◆ Stored data
>>>

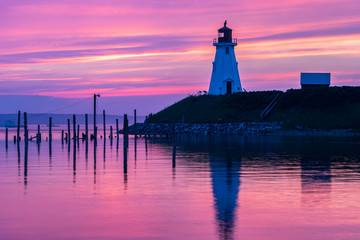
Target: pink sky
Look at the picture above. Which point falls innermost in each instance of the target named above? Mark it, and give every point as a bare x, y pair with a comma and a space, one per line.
138, 47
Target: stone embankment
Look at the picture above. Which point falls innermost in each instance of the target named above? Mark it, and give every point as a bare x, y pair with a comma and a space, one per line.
204, 128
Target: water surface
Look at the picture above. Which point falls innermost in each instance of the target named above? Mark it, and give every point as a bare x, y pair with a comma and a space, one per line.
204, 188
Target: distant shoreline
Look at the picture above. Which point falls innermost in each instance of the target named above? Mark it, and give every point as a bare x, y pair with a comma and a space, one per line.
241, 129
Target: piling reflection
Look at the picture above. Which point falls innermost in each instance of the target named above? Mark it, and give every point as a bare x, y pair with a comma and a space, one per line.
94, 162
19, 158
225, 163
26, 166
104, 153
225, 177
74, 163
315, 178
125, 168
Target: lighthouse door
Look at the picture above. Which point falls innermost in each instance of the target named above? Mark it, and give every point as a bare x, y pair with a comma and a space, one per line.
228, 88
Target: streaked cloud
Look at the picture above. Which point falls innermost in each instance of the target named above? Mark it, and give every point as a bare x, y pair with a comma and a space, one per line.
136, 47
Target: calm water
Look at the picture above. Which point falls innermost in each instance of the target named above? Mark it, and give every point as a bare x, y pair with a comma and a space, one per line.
206, 188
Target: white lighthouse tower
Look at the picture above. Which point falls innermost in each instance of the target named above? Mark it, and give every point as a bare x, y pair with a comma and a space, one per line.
225, 75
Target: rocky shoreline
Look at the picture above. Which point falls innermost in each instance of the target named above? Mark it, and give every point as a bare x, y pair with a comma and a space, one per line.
244, 128
204, 128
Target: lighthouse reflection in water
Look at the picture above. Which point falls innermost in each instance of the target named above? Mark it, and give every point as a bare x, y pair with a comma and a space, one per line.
190, 188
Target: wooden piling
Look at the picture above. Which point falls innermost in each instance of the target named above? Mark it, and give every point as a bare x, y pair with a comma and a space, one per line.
18, 127
6, 137
86, 127
50, 129
62, 136
126, 124
104, 124
74, 128
26, 133
38, 136
117, 128
95, 129
68, 136
125, 131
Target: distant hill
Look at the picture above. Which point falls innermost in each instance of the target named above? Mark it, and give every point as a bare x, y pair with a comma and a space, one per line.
334, 107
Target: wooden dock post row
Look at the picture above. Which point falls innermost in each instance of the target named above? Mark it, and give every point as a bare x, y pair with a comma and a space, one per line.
18, 128
6, 137
26, 133
50, 129
86, 127
104, 125
66, 136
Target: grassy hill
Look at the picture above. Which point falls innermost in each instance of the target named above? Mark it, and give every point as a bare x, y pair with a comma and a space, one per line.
335, 107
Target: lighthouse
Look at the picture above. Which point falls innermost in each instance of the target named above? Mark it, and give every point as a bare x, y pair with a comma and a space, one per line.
225, 74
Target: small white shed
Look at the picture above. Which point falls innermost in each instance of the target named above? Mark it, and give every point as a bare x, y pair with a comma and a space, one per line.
315, 80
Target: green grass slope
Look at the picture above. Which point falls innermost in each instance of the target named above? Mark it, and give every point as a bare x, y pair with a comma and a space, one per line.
335, 107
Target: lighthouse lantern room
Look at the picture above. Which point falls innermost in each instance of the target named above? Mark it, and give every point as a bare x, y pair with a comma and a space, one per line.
225, 75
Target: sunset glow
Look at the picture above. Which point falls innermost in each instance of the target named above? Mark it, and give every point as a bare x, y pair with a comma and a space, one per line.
69, 49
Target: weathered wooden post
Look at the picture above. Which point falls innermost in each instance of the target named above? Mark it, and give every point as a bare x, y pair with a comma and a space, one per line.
111, 135
38, 136
125, 131
18, 128
117, 128
6, 138
135, 123
74, 129
95, 128
26, 133
86, 127
50, 129
68, 136
78, 132
104, 124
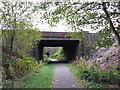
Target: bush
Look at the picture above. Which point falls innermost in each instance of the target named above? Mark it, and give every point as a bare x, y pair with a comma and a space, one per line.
96, 74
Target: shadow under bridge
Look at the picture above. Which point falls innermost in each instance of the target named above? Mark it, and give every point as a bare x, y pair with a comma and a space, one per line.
69, 47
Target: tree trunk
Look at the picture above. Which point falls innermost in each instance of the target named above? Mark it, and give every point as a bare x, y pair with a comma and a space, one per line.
117, 36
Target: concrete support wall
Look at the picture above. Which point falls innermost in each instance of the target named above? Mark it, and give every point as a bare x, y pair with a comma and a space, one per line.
84, 49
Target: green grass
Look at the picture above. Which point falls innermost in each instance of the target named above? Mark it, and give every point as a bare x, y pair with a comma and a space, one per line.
41, 78
84, 83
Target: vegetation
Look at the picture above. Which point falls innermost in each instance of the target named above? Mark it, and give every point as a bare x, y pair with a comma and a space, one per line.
102, 16
40, 78
59, 55
93, 76
18, 39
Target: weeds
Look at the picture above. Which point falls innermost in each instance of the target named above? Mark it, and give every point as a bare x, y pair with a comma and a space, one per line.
94, 76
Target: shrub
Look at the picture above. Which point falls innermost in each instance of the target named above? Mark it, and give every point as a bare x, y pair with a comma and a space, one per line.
96, 74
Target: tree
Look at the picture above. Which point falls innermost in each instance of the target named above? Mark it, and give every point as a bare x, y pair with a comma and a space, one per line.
18, 35
94, 15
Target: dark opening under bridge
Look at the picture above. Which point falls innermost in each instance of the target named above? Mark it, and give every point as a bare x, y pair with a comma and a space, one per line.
72, 47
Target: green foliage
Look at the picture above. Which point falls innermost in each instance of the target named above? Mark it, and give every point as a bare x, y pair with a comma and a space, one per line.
41, 78
102, 43
59, 55
19, 68
94, 76
47, 60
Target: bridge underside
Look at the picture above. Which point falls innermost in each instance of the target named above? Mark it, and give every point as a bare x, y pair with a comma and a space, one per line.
69, 47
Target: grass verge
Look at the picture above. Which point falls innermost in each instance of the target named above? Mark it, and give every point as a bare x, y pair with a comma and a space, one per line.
84, 83
41, 78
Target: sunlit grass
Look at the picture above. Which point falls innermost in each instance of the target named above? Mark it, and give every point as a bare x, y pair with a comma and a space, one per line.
42, 78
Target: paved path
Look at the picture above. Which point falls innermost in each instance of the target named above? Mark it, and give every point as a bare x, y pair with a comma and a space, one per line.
63, 77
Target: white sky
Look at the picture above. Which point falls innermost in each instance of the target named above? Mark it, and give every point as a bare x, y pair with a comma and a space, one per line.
46, 27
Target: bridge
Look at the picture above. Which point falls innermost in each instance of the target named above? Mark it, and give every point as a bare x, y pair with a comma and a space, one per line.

<<<

◆ Exercise
For every line above with the word "reflection" in it, make a copy.

◆ Solution
Target: piling reflection
Target: lighthouse reflection in water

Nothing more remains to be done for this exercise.